Work instructions »
A) In the article on the FBI's counterterrorism chief, shorten the paragraph beginning "There's growing concern about homegrown violent extremism" while keeping its main facts.
B) Edit the passage of the article on the FBI's counterterrorism chief starting with "When asked if" and going on through "with terror groups.", putting "relatives" in place of "parents", and write out the edited passage.

Selected extract »
=== Section Start ===

For the head of the FBI’s counterterrorist division, Michael Steinbach, the unknown worries him the most.
Steinbach is leading the daunting effort to stay on top of the evolving threat landscape. In an exclusive interview with CNN inside the agency’s Strategic Information and Operations Center, he acknowledged it’s impossible to track every American who might travel abroad to join terrorist groups like the Islamic State.
“I’m worried about individuals that we don’t know about that have training,” Steinbach said. “We know what we know. But there is a number that’s greater than that that we don’t know.”
Steinbach says U.S. law enforcement and intelligence agencies don’t track individuals leaving the United States to vacation in Europe.
“Once you get to Europe, you can easily get down to Turkey and into Syria” Steinbach says.
There’s growing concern about homegrown violent extremism in the aftermath of last month’s terror attacks in Paris. Those strikes underscored the threat posed to the West by small groups of terrorists with western passports who are influenced by the rhetoric espoused by ISIS. Steinbach is concerned that type of attack could happen on U.S. soil.
When asked if there are ISIS cells in the U.S., Steinbach said “there are individuals that have been in communication with groups like ISIL who have a desire to conduct an attack” and those people are living in the U.S. right now.
In the U.S., the FBI has seen children as young as 15 recruited by ISIS and Steinbach said he “can’t speak with 100% certainty that individuals of that age group have not gotten over there successfully.”
In some cases, Steinbach said parents even encourage their children to be involved with terror groups.
“There are individuals out there who are inspired by the message of terrorist groups and they encourage family members, including their children, to follow that path,” he said.

=== Section End ===

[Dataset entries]
=== Section Start ===

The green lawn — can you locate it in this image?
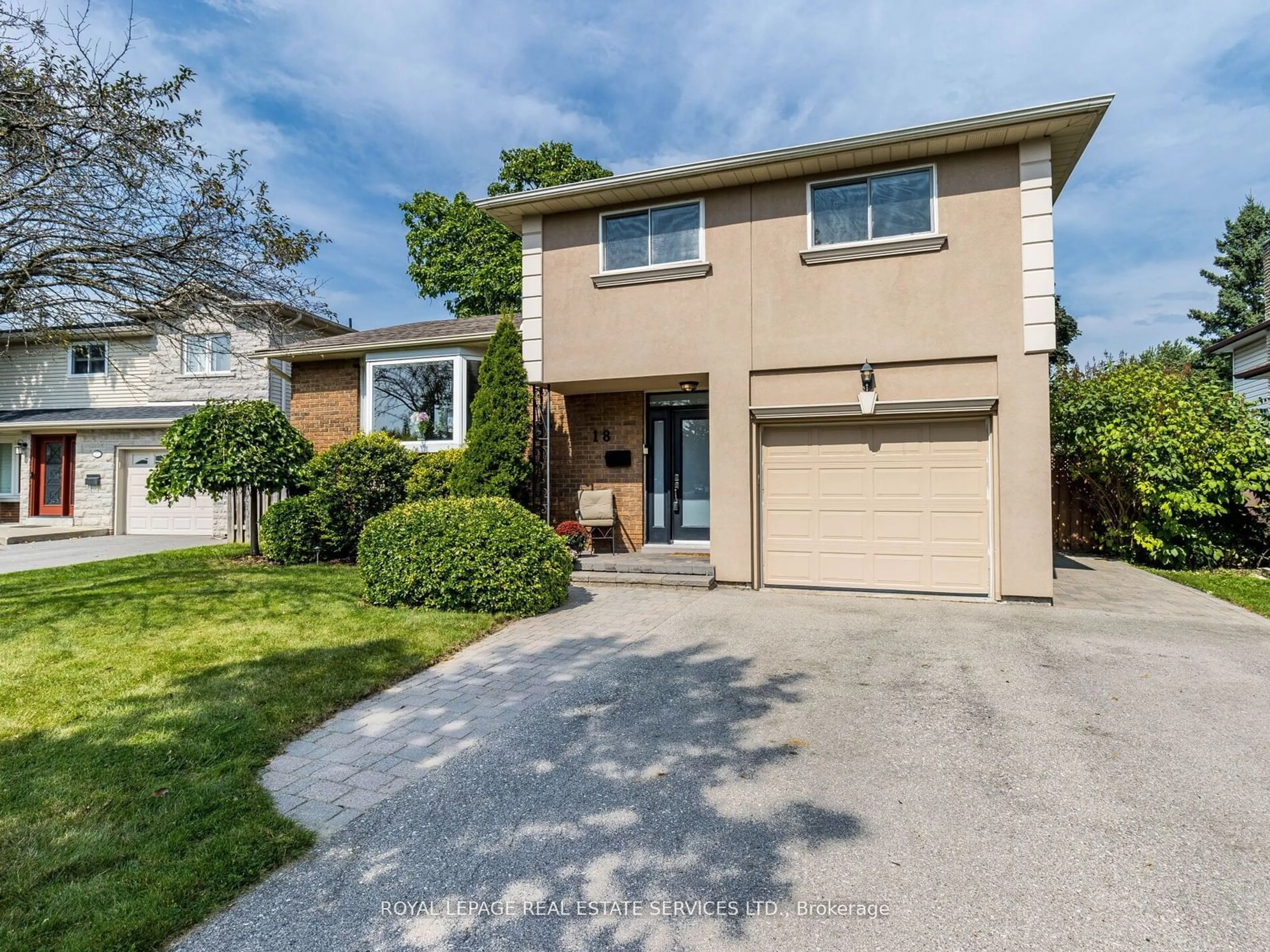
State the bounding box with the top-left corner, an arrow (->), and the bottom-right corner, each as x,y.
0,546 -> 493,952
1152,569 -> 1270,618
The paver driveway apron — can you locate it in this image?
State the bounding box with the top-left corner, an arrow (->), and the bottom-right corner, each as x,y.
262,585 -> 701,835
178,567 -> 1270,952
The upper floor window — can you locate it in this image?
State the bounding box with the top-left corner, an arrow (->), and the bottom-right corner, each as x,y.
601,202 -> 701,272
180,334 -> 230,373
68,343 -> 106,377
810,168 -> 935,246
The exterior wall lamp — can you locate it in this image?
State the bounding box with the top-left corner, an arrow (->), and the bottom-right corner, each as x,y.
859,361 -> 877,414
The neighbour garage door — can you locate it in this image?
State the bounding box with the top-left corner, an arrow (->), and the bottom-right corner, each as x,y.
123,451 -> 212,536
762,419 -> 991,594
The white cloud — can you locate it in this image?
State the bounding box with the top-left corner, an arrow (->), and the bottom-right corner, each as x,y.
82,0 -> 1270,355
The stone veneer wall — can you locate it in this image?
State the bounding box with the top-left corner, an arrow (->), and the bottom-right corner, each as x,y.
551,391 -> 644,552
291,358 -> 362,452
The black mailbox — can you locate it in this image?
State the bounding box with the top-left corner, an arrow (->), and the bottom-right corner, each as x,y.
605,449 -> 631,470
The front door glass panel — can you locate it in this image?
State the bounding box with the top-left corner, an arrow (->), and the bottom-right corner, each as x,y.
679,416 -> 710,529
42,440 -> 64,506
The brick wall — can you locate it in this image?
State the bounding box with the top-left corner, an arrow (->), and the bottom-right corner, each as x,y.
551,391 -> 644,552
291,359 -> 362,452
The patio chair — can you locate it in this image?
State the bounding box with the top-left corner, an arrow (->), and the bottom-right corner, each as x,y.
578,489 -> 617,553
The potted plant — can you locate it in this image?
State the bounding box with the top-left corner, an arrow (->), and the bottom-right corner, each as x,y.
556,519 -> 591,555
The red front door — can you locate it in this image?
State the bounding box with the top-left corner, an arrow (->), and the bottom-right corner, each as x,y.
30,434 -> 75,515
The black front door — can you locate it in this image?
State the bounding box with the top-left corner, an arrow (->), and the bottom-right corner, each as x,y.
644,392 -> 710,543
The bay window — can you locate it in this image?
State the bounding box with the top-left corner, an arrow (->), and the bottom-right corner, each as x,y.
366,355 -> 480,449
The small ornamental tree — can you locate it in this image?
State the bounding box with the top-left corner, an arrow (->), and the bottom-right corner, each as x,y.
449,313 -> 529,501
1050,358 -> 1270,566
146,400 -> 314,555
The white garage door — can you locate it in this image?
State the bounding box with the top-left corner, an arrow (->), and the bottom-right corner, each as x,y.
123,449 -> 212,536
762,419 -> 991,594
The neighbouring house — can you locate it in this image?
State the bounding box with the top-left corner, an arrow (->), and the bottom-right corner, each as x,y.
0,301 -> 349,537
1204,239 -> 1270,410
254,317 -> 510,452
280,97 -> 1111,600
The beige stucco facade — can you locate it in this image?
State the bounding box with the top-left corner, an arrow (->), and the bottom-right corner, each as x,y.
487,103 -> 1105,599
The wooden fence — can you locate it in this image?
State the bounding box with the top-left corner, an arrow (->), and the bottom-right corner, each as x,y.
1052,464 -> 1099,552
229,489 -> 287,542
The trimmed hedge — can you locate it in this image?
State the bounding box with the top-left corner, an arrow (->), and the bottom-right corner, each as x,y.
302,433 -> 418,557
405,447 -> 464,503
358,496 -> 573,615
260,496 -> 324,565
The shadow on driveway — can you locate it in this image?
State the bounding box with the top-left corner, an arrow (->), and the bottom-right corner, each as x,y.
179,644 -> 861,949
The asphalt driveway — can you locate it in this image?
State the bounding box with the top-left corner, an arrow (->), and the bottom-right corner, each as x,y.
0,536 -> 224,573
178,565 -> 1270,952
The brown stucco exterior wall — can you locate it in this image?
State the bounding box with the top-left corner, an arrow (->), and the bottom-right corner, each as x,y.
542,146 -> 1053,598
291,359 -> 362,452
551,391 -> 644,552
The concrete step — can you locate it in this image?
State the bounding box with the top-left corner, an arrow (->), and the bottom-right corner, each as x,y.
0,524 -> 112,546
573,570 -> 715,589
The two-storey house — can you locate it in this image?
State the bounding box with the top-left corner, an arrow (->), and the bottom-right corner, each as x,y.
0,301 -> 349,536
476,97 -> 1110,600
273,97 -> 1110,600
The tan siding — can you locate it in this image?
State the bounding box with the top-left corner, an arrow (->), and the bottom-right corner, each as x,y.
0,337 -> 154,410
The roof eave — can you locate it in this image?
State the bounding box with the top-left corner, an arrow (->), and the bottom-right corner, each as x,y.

=== Section End ===

Task-by-task results »
A) Last month's Paris terror attacks have raised concern about homegrown violent extremism. They showed the threat to the West from small groups of terrorists with western passports who are influenced by ISIS rhetoric, and Steinbach fears such an attack could happen on U.S. soil.

B)
When asked if there are ISIS cells in the U.S., Steinbach said “there are individuals that have been in communication with groups like ISIL who have a desire to conduct an attack” and those people are living in the U.S. right now.
In the U.S., the FBI has seen children as young as 15 recruited by ISIS and Steinbach said he “can’t speak with 100% certainty that individuals of that age group have not gotten over there successfully.”
In some cases, Steinbach said relatives even encourage their children to be involved with terror groups.